- OBJECTIVE: Write every entry out again exactly, please, and skip the pictures.

━━━━━━━━━━━━━━━━

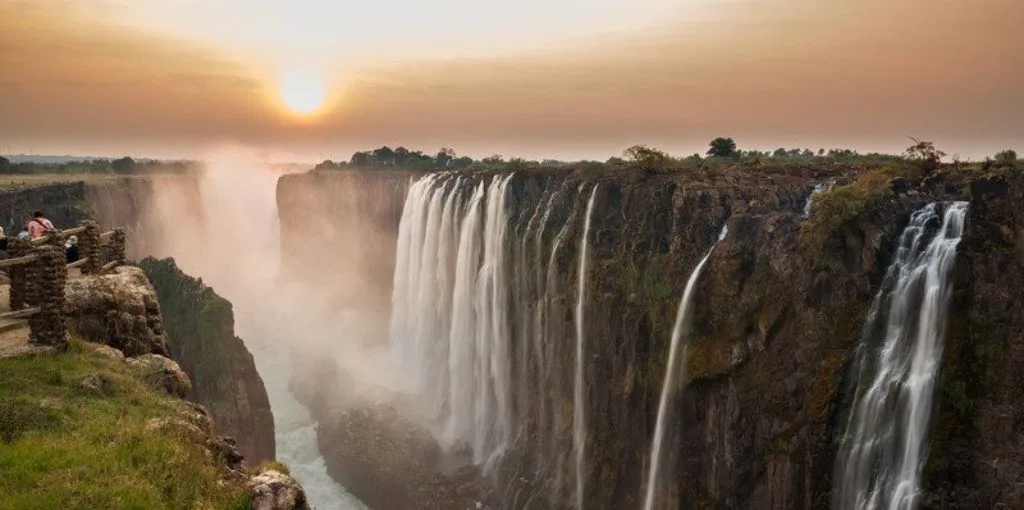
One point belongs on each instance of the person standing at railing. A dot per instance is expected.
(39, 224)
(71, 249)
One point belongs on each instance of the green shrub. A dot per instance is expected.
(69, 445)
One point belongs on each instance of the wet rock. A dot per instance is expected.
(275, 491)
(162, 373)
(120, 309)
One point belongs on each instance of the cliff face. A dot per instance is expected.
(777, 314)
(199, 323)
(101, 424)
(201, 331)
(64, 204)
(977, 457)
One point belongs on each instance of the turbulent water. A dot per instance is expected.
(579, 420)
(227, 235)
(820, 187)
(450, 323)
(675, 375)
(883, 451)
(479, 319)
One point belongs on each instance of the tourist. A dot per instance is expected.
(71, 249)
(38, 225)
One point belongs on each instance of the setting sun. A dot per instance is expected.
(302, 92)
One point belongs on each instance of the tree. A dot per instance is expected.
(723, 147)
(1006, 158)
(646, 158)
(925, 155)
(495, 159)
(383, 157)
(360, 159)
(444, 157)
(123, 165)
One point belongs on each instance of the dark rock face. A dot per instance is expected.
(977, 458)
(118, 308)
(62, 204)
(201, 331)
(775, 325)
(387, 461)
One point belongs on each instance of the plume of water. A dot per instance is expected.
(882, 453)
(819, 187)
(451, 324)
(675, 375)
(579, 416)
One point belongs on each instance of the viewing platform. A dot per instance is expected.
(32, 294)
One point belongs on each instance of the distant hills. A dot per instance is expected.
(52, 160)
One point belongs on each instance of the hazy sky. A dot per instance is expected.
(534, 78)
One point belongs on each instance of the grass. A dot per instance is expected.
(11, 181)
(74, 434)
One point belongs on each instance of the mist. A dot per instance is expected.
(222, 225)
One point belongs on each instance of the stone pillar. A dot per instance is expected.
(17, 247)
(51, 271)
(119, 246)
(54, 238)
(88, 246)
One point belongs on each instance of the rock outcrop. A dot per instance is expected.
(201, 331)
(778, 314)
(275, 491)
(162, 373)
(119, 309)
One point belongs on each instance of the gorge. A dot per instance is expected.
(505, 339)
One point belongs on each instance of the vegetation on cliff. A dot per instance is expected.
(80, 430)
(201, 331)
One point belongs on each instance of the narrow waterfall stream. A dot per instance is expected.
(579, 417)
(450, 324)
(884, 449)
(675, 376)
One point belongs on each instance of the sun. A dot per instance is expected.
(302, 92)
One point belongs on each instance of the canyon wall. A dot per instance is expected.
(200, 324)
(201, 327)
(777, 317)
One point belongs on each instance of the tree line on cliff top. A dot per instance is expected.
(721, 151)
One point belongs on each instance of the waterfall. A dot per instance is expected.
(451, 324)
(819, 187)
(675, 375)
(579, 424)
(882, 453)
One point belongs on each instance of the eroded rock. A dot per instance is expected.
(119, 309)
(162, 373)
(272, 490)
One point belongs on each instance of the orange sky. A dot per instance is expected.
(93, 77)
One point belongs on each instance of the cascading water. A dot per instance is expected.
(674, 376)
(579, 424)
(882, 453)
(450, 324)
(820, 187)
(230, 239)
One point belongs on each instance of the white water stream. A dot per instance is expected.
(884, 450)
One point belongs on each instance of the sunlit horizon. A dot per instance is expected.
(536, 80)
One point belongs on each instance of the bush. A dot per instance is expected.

━━━━━━━━━━━━━━━━

- CORRECT OUTPUT:
One point belongs on each instance of the person standing at railing. A dot per instance is expected.
(39, 224)
(71, 249)
One point belongs on each instance of the green shrub. A dot per instance is expected.
(69, 445)
One point belongs on each instance of the wet rock. A dot per instance is expected.
(275, 491)
(162, 373)
(120, 309)
One point belongs on each instance of the cliff face. A dot per instance is expected.
(777, 314)
(199, 323)
(101, 424)
(201, 331)
(64, 204)
(977, 457)
One point belongs on each instance of the turbulent water. A dot per instance is expected.
(579, 420)
(227, 235)
(820, 187)
(450, 323)
(675, 375)
(883, 451)
(479, 319)
One point belongs on each instance of the tourist. A dot per instance is expected.
(71, 249)
(38, 225)
One point belongs on each instance of the setting sun. A dot per instance is expected.
(302, 92)
One point belongs on each instance of the tree. A dot per instance is expected.
(723, 147)
(1006, 158)
(646, 158)
(925, 155)
(495, 159)
(383, 157)
(360, 159)
(444, 157)
(123, 165)
One point belongs on each instance of the dark rock face. A dot per instance is expected.
(977, 458)
(118, 308)
(62, 204)
(201, 331)
(775, 325)
(387, 461)
One point belongs on each instance of the plume of water. A dot per instance is expected.
(882, 453)
(819, 187)
(451, 324)
(675, 375)
(579, 416)
One point belongs on each instance of the viewing platform. A dot per instance is expected.
(32, 294)
One point belongs on each instance of the distant hills. A dot per instance is expected.
(52, 160)
One point belongs on each instance of the hazy sky. A dot per instance is expected.
(534, 78)
One point belongs on each instance of the grass. A dot per instance is expected.
(11, 181)
(74, 434)
One point belongs on each instance of the mist. A dot per instance is expected.
(222, 225)
One point belongs on each instance of the stone pillar. A dot per instance is expected.
(17, 247)
(51, 271)
(119, 246)
(54, 238)
(88, 246)
One point belongs on each instance of the rock outcrop. A dot per instance is expected.
(201, 331)
(778, 314)
(275, 491)
(162, 373)
(119, 309)
One point belongs on each instance of the gorge. A dot per instance is expected.
(505, 339)
One point belongs on each instance of the vegetation on cliff. A dot per instance is expected.
(80, 430)
(201, 331)
One point belongs on each instance of the narrow waterfall stream. A dot per instance is expected.
(579, 417)
(450, 324)
(884, 449)
(675, 376)
One point belongs on each instance of the sun. A dot per instance is expected.
(302, 92)
One point belongs on each instance of the canyon wall. A dot per instance is expected.
(200, 324)
(201, 327)
(777, 317)
One point belongs on each instance of the tree line on cliff top. A dot per instance is expected.
(721, 151)
One point belongs on each instance of the waterfall. A dot per instance is expected.
(451, 324)
(819, 187)
(675, 375)
(579, 424)
(882, 453)
One point belongs on each instance of the eroded rock. A dot per instance is expected.
(119, 309)
(162, 373)
(272, 490)
One point belongs on each instance of the orange sky. A dot per instance is expected.
(93, 77)
One point belongs on each instance of the cascading water. A dot per instance is expected.
(674, 376)
(579, 424)
(882, 453)
(450, 324)
(820, 187)
(230, 239)
One point belongs on each instance of the white water stream. A dot per instance is expected.
(884, 450)
One point belongs on each instance of the sunlit horizon. A dot per instance is expected.
(536, 80)
One point belongs on each instance of the bush. A dot per instance is expected.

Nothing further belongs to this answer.